[Start of section]
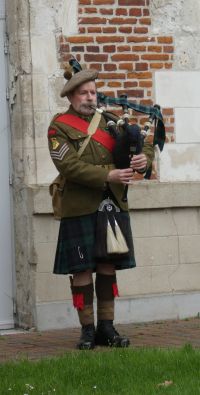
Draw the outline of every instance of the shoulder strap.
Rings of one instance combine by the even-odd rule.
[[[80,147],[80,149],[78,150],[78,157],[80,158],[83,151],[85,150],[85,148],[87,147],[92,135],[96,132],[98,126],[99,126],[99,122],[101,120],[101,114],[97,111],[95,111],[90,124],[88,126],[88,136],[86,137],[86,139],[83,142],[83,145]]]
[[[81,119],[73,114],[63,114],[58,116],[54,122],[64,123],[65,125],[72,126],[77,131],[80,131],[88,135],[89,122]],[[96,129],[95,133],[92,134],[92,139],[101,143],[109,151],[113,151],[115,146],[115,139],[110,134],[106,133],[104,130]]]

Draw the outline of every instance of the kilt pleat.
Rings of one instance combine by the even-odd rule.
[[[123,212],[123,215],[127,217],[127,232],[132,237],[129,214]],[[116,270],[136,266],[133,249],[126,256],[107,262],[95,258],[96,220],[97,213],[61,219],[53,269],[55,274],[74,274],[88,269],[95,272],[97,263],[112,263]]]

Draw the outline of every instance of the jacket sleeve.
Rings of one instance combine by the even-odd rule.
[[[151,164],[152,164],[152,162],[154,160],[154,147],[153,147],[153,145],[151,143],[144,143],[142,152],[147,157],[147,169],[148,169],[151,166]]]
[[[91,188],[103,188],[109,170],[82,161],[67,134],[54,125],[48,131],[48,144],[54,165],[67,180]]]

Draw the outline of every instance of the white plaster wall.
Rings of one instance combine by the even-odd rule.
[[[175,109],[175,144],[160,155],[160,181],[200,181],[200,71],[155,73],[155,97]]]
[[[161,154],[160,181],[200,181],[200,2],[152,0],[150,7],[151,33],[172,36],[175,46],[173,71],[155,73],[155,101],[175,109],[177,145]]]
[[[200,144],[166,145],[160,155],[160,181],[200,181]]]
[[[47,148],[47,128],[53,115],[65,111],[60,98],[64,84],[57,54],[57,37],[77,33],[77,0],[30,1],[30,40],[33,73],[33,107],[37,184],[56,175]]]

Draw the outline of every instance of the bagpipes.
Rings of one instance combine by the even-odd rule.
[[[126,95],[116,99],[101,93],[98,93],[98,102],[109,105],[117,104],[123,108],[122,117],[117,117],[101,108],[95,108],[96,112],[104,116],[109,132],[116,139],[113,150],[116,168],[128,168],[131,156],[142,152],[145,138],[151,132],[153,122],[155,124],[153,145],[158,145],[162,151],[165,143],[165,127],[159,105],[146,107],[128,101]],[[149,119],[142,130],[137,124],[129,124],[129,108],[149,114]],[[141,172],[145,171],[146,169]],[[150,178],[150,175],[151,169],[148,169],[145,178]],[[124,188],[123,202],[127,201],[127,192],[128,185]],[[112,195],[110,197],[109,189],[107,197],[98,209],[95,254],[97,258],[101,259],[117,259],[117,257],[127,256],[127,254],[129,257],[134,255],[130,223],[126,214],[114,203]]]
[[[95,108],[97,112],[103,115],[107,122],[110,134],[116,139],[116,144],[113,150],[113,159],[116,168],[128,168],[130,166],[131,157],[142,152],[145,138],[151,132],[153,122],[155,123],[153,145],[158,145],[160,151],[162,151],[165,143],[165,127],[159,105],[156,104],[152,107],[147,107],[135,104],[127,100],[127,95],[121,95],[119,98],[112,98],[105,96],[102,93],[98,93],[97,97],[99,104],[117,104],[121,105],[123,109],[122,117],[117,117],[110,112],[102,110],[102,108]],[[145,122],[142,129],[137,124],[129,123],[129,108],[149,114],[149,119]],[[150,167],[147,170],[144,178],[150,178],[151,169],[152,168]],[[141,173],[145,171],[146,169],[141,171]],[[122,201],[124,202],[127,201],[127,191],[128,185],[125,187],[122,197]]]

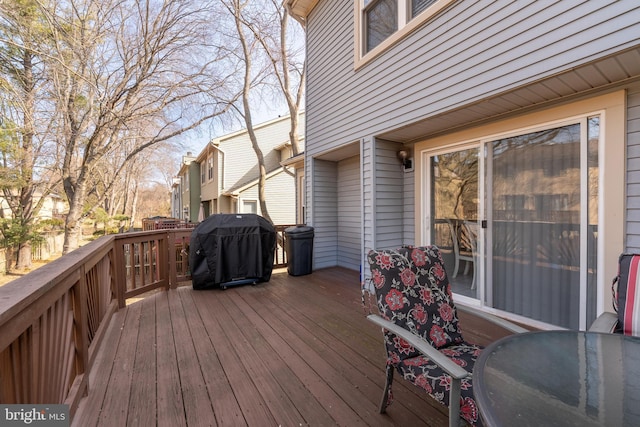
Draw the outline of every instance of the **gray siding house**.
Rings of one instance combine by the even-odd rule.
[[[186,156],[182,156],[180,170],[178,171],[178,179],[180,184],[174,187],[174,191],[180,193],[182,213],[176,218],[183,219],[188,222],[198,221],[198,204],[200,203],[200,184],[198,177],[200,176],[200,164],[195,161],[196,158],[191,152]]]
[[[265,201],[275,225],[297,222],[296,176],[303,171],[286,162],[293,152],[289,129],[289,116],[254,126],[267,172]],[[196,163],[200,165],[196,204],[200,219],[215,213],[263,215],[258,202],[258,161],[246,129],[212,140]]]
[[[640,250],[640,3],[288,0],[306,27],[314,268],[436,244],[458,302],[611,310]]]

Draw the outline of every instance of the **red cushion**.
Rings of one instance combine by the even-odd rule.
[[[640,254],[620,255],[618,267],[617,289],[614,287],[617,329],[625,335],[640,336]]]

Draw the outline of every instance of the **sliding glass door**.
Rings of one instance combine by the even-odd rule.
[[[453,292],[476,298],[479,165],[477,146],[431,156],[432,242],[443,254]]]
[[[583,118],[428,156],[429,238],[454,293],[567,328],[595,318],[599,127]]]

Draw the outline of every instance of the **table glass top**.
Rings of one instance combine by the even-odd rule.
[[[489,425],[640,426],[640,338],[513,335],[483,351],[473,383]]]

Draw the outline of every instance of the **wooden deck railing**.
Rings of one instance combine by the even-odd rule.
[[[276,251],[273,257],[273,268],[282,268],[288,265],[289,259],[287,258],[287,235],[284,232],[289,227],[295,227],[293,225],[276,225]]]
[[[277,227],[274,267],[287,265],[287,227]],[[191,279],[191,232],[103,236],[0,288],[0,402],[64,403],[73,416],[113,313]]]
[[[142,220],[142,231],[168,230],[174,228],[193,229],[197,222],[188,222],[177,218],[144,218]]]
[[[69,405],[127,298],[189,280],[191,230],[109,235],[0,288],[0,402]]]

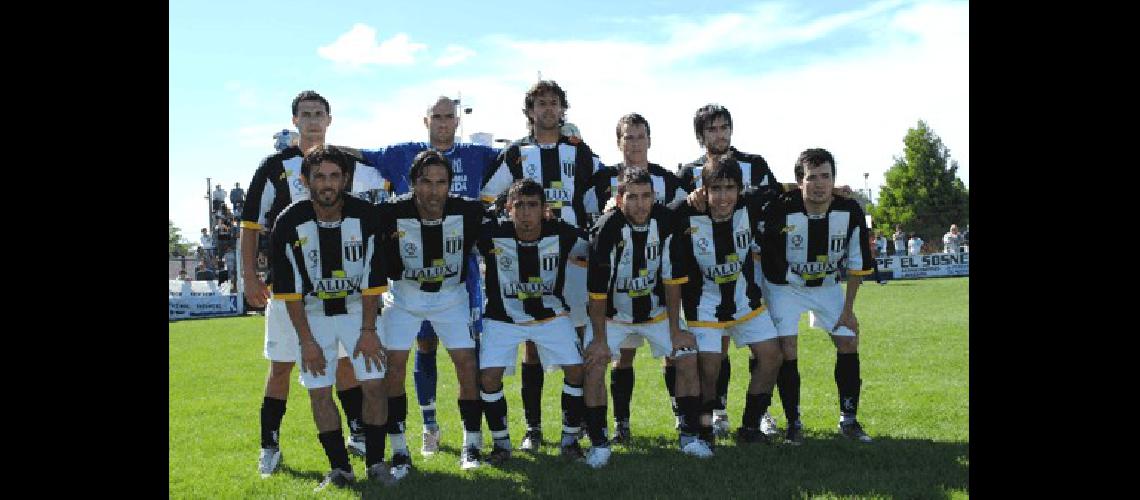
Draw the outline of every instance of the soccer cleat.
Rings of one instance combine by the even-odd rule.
[End of section]
Description of the task:
Retype only the lines that run from the first line of the entries above to the line containing "Draw the outline of every instance of the jacket", both included. Do not carry over any pictures.

Task result:
Draw the outline of every instance of the shoulder strap.
Rings of one instance combine by the even-odd rule.
[[[80,147],[80,149],[78,150],[78,157],[80,158],[83,151],[85,150],[85,148],[87,147],[92,135],[96,132],[98,126],[99,126],[99,122],[101,120],[101,114],[97,111],[95,111],[90,124],[88,126],[88,136],[86,137],[86,139],[83,142],[83,145]]]
[[[81,119],[73,114],[63,114],[58,116],[54,122],[64,123],[65,125],[72,126],[77,131],[80,131],[88,135],[89,122]],[[96,129],[95,133],[92,134],[92,139],[101,143],[109,151],[113,151],[115,146],[115,139],[110,134],[106,133],[104,130]]]

Draw the outline of every instance of the kilt pleat.
Rings of one instance combine by the even-odd rule.
[[[123,212],[123,215],[127,217],[127,232],[132,237],[129,214]],[[116,270],[136,266],[133,249],[126,256],[107,262],[95,258],[96,220],[97,213],[61,219],[53,269],[55,274],[74,274],[88,269],[95,272],[97,263],[112,263]]]

Draw the outline of every instance of the jacket sleeve.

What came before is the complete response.